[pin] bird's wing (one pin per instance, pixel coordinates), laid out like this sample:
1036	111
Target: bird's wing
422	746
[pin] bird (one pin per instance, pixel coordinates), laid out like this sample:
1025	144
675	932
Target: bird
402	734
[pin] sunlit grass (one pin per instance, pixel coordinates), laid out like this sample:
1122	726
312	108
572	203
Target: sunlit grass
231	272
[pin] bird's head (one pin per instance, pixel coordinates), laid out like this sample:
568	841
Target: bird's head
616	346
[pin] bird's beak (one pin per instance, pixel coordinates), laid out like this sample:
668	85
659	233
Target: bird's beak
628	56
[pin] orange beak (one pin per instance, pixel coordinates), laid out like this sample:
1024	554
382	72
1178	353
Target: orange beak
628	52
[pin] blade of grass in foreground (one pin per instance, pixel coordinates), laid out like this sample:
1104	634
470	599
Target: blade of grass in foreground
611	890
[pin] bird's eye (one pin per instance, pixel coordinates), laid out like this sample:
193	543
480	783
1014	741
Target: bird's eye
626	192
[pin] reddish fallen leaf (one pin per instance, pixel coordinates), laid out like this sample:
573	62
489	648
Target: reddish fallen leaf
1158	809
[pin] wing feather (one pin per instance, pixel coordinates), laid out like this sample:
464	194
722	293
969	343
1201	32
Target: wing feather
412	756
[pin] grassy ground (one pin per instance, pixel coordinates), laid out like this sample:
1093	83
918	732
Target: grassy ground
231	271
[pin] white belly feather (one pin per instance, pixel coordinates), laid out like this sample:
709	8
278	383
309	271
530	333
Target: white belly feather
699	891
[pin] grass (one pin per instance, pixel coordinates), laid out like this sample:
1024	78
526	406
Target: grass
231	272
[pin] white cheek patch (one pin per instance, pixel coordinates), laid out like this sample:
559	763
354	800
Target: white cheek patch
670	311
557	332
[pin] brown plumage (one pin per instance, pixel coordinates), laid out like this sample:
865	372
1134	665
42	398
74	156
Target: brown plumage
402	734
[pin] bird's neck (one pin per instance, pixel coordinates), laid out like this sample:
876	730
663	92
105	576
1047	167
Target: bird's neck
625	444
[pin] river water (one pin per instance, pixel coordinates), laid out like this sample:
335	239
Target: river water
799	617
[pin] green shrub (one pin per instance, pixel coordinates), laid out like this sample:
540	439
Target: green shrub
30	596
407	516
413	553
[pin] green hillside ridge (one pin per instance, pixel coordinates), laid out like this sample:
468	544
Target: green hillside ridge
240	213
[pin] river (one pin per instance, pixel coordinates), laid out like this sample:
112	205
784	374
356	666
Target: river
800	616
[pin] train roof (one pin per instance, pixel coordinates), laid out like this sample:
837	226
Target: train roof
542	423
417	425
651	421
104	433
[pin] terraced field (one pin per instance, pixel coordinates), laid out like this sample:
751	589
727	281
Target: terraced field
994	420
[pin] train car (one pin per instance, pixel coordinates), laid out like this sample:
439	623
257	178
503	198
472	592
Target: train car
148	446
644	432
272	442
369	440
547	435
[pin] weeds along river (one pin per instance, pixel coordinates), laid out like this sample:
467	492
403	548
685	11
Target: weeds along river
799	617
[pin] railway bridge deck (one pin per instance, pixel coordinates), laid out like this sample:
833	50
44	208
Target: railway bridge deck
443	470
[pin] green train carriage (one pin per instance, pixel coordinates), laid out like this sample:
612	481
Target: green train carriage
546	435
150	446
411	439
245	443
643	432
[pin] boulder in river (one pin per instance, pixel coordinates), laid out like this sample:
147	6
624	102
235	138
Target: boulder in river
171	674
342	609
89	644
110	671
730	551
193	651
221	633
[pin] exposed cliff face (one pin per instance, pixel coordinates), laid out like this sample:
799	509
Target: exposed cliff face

★ ★ ★ ★ ★

* [Exercise instructions] Change "laid out" to "formatted" everywhere it occurs in the entries above, and reproduce all the lines with nothing else altered.

* [Solution]
[pin] bird's wing (one pin per instance, pixel coordinates), formatted like this sample:
1036	111
Target: bird's wing
422	746
[pin] bird (one pin per instance, pixel coordinates), formatted like this sample:
1025	144
675	932
Target: bird
402	734
[pin] sunlit grass (one pin per instance, pixel coordinates), formatted like this sample:
1122	726
312	108
572	203
Target: sunlit grass
231	272
[pin] bird's head (one pin per instance, pixel coordinates), formatted like this sample:
568	841
Target: bird's head
616	346
[pin] bird's beak (one pin per instance, pixel coordinates), formatted like this sample:
668	85
659	233
Target: bird's beak
628	56
[pin] orange beak (one pin per instance, pixel coordinates), formatted like this sample:
1024	554
382	72
1178	353
Target: orange beak
628	52
[pin] blade of grass in foreground (one pin per instance, pixel coordinates), formatted like this sample:
1104	634
470	599
Target: blade of grass in foreground
611	890
[pin] bird's eye (one pin per instance, pixel coordinates), formatted like this sample:
193	543
480	783
1014	741
Target: bird's eye
626	192
[pin] reddish fallen leaf (one pin per instance, pixel coordinates), formatted like this sample:
573	62
489	648
Target: reddish fallen leaf
1158	809
[pin] wing feather (one pin per instance, pixel coordinates), formatted like this sample:
464	194
722	293
969	343
1201	32
Target: wing feather
412	756
[pin] grassy ground (one pin per instance, pixel coordinates), formatted like this sample:
1093	83
918	732
Target: grassy ground
231	271
[pin] white belly feather (one pin per instance, pixel coordinates), formatted like this sample:
709	8
278	383
309	271
530	333
Target: white belly feather
699	891
[pin] grass (one pin per instance, pixel coordinates), formatted like this sample:
1024	78
526	406
Target: grass
231	272
[pin] white cheek patch (one pin per instance, pixel coordinates), formatted like this sample:
559	763
354	800
Target: white cheek patch
670	311
557	332
[pin] brown plumage (one pin per instance, pixel coordinates), formatted like this sample:
865	372
1134	665
42	398
74	156
Target: brown plumage
402	734
[pin] bird's neck (one pin per instance, pixel coordinates), formatted like this sample:
876	730
663	92
105	576
1047	167
Target: bird's neck
625	444
[pin] river water (one pin per instance, pixel coordinates), formatted like this sample:
335	239
Target: river water
799	617
[pin] green shrub (one pin per instance, pixel coordinates), formatted like this sample:
540	439
Target: green shrub
30	596
407	516
413	553
[pin] green hillside ridge (one pin per instance, pixel coordinates), formatted like this sample:
468	544
Target: green hillside ridge
240	213
[pin] river (one pin per instance, pixel coordinates), formatted like this sample:
112	205
784	374
356	666
Target: river
800	616
[pin] train roof (one pin per instance, pixel coordinates), formatted like this sample:
837	226
Target: train roof
542	423
417	425
651	421
104	433
[pin] terraced field (one pin per instance, pixel coordinates), formatted like this sample:
751	589
727	281
Target: terraced field
994	420
[pin] train car (one pin per instance, pixel coordinates), formatted like this sample:
439	623
257	178
503	198
472	592
Target: train car
148	446
644	432
272	442
369	440
547	435
[pin] weeds along river (one pin per instance, pixel coordinates), formatted like this sample:
467	492
403	548
685	11
Target: weeds along river
799	617
[pin] railway bridge deck (one pin per instance, pixel coordinates), formatted like this sample:
833	50
44	208
Target: railway bridge deck
443	470
[pin] green train carriage (one pin per instance, pixel coordinates), formatted like this sample:
612	481
Target: green train carriage
546	435
150	446
411	439
245	443
643	432
[pin] boulder in river (one pin per instance, pixel coordinates), formatted like this sample:
147	6
624	102
235	138
Target: boulder in river
171	674
342	609
89	644
110	671
730	551
193	651
221	633
[pin] exposed cliff face (one pin per instance, pixel coordinates), formatted like this sample:
799	509
Target: exposed cliff face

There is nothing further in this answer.